>> Start RECORDS SUPPLIED
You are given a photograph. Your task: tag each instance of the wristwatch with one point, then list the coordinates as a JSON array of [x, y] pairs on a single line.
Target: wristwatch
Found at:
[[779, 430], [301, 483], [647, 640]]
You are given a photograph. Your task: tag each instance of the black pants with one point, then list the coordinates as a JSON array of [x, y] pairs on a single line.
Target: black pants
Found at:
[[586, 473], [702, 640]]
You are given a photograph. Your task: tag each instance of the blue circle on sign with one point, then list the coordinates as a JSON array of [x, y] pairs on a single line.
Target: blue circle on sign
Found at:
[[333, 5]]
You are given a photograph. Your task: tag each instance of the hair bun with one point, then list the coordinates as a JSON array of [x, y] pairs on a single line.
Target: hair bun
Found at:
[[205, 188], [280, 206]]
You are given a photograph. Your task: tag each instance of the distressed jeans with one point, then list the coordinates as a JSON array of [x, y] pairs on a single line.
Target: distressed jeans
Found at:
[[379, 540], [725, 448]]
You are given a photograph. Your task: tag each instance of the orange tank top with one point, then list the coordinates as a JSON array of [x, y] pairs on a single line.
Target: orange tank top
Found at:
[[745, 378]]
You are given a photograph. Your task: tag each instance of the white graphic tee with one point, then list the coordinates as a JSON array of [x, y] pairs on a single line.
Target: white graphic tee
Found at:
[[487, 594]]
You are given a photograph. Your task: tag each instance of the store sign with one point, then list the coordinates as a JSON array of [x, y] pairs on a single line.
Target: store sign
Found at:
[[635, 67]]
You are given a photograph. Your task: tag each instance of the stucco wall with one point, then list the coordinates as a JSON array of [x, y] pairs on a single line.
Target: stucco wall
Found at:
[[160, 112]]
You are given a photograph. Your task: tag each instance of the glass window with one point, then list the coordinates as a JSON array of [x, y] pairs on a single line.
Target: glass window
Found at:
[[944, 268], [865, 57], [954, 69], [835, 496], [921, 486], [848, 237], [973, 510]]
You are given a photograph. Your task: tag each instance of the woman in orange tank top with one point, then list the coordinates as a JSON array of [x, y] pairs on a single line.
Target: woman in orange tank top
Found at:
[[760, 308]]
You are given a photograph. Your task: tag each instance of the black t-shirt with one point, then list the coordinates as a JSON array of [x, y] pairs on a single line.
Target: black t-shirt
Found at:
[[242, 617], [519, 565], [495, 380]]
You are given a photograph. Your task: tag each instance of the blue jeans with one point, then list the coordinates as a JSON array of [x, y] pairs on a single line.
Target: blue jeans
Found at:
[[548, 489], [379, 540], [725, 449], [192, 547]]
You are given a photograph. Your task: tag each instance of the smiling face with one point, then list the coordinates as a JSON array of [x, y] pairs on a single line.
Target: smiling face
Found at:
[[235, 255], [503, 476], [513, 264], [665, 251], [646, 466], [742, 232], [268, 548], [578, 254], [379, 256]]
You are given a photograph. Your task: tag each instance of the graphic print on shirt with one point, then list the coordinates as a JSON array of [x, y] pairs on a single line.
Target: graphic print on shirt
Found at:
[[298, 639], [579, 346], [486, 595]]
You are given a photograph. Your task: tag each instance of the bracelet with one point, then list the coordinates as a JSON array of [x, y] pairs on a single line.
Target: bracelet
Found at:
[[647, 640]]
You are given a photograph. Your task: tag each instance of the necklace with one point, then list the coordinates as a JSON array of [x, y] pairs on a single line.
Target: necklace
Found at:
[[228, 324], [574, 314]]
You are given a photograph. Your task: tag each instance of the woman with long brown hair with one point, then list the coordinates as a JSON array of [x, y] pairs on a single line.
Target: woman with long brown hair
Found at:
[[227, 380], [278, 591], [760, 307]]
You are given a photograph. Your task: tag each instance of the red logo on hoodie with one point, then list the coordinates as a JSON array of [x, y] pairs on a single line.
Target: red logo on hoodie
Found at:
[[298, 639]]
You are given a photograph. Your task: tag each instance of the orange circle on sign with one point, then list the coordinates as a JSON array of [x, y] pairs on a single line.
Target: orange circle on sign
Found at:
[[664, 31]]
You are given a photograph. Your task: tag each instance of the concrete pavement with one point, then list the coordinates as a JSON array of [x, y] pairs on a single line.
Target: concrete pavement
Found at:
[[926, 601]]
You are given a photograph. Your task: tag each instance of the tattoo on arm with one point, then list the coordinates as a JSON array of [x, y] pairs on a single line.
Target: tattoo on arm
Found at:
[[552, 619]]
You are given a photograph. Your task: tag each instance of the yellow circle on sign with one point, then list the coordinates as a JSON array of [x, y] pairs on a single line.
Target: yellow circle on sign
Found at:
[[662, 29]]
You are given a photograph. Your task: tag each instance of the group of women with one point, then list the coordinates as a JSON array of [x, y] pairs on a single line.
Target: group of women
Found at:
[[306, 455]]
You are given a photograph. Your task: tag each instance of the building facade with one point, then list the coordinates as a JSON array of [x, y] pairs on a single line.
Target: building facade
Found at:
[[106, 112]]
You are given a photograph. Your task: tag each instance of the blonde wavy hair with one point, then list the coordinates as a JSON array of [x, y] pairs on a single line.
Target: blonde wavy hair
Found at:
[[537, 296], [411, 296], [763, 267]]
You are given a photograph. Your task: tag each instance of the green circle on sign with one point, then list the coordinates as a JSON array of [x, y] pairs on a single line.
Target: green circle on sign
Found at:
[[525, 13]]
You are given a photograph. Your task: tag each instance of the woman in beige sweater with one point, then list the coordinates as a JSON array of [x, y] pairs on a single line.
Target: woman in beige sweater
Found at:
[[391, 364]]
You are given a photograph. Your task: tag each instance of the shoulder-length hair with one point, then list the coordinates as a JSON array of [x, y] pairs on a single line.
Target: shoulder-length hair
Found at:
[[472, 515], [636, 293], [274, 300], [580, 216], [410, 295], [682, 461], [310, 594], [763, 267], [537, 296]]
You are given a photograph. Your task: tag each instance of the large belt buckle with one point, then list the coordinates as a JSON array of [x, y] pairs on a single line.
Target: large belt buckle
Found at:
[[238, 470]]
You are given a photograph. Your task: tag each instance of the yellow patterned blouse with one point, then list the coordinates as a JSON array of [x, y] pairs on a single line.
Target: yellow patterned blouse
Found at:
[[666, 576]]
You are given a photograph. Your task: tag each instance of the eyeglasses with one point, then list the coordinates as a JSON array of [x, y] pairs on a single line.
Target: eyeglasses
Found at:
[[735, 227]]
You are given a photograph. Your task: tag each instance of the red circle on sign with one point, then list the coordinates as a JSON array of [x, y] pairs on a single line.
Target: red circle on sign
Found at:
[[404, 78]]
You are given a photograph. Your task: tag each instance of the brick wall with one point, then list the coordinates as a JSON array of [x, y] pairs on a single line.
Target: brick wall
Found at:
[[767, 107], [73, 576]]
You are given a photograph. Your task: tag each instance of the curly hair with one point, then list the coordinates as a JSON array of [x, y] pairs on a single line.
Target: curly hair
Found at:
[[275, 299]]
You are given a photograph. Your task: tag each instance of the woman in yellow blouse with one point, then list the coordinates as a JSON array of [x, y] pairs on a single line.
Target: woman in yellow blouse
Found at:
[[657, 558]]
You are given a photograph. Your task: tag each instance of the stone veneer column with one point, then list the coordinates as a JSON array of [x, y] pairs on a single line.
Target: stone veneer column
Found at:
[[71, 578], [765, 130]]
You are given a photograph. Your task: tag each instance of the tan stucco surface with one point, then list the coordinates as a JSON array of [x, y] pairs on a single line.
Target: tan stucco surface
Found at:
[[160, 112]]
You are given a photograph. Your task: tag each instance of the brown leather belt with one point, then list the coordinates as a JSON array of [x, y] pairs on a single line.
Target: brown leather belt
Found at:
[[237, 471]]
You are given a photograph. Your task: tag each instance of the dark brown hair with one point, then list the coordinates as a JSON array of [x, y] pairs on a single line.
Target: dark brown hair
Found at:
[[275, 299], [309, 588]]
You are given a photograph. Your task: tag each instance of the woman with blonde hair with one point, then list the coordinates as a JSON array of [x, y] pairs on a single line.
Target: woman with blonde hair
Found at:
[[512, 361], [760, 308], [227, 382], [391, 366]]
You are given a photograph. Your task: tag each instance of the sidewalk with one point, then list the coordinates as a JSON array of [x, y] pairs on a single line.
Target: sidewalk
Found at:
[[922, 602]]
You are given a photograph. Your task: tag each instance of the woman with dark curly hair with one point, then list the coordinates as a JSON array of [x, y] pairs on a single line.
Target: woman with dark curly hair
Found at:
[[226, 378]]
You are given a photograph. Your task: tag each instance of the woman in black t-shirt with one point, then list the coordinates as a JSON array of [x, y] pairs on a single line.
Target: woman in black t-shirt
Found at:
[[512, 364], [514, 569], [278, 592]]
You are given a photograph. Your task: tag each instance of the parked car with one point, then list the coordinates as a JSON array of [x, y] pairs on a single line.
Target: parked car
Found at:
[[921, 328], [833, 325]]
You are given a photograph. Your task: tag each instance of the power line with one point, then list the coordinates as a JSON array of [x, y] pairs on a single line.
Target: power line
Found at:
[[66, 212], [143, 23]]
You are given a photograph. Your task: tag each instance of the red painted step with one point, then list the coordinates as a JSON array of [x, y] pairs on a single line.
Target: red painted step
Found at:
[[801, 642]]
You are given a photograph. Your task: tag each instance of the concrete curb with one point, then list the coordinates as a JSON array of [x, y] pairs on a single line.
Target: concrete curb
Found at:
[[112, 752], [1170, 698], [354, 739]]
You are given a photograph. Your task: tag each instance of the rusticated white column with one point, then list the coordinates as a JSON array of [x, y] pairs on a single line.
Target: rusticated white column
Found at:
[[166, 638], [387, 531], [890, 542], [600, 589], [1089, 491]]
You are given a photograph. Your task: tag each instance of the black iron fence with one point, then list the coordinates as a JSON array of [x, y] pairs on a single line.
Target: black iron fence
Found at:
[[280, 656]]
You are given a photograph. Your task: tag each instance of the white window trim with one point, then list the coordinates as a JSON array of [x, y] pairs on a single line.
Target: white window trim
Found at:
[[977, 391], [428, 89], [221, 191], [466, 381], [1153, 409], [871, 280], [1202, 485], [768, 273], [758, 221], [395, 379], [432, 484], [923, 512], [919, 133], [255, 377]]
>> End RECORDS SUPPLIED
- STATED GOAL:
Copy the part of the material above that opens with the line containing "the red circle" and closes with the line containing "[[404, 78]]", both lines included, multiplying each coordinate in the answers by 2.15 and rounding to whole numbers with halves going up. Leave the requests and their format samples unchanged, and give nothing outside that part.

- OUTPUT FOR THIS EXERCISE:
You are given a photograph. Your task: tag each instance of the red circle on sign with one point, then list the coordinates as a JSON array of [x, y] pairs on a single line.
Target: red circle on sign
Found at:
[[869, 168]]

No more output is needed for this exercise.